**Text passage:**
-----
Then it was the turn of Kristy Lorson, who smiled relentlessly and said, “Most of you are here because you care about the environment and you’re aware of the issues but I just thought I’d give you a reminder of our current global crisis.”
She held up a one-litre plastic container. “This is my family’s rubbish bin,” she said. She also had a cloth bag, from which she pulled some of the household objects they use to eliminate waste. A plastic container to take when you order takeaway food. Cleanable and reusable toilet wipes. A mooncup. (“Ladies this will change your life.”)
“I used to feel helpless about environmental issues,” she said. “But now I feel empowered and I want you to feel that way too.” It was so empowering most of the party candidates who got on stage after her made a point of saying, “I must talk with you after, Kristy.”
Godfrey Rudolph from the Greens went even further. “I concur with that wonderful woman!” he declared, waggling his finger at her.
Lorson left everyone sitting a little straighter in their chairs, knowing that when the end of consumer society comes it will be relentlessly bright and cheerful and just so well organised. Her blog, fair warning, features the Greek goddess Artemis armed with bow and arrow.
-----
**Task list:**
**A)** Set down the part of the passage about Kristy Lorson's talk that starts at "She held up" and ends at "finger at her.".
**B)** Rewrite every line of the listing as a numbered list, leaving out any blank lines.
The listing that comes after this passage is unrelated to it.

**Task inputs:**
-----
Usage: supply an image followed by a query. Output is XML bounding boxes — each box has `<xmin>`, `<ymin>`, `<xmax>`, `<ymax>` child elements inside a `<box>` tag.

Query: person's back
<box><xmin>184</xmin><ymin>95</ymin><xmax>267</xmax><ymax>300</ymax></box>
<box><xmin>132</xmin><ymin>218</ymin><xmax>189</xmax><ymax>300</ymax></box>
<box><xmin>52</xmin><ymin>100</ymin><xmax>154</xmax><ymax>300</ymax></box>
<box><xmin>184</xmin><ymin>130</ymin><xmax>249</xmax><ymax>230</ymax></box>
-----
**Results:**
**A)**
She held up a one-litre plastic container. “This is my family’s rubbish bin,” she said. She also had a cloth bag, from which she pulled some of the household objects they use to eliminate waste. A plastic container to take when you order takeaway food. Cleanable and reusable toilet wipes. A mooncup. (“Ladies this will change your life.”)
“I used to feel helpless about environmental issues,” she said. “But now I feel empowered and I want you to feel that way too.” It was so empowering most of the party candidates who got on stage after her made a point of saying, “I must talk with you after, Kristy.”
Godfrey Rudolph from the Greens went even further. “I concur with that wonderful woman!” he declared, waggling his finger at her.

**B)**
1. Usage: supply an image followed by a query. Output is XML bounding boxes — each box has `<xmin>`, `<ymin>`, `<xmax>`, `<ymax>` child elements inside a `<box>` tag.
2. Query: person's back
3. <box><xmin>184</xmin><ymin>95</ymin><xmax>267</xmax><ymax>300</ymax></box>
4. <box><xmin>132</xmin><ymin>218</ymin><xmax>189</xmax><ymax>300</ymax></box>
5. <box><xmin>52</xmin><ymin>100</ymin><xmax>154</xmax><ymax>300</ymax></box>
6. <box><xmin>184</xmin><ymin>130</ymin><xmax>249</xmax><ymax>230</ymax></box>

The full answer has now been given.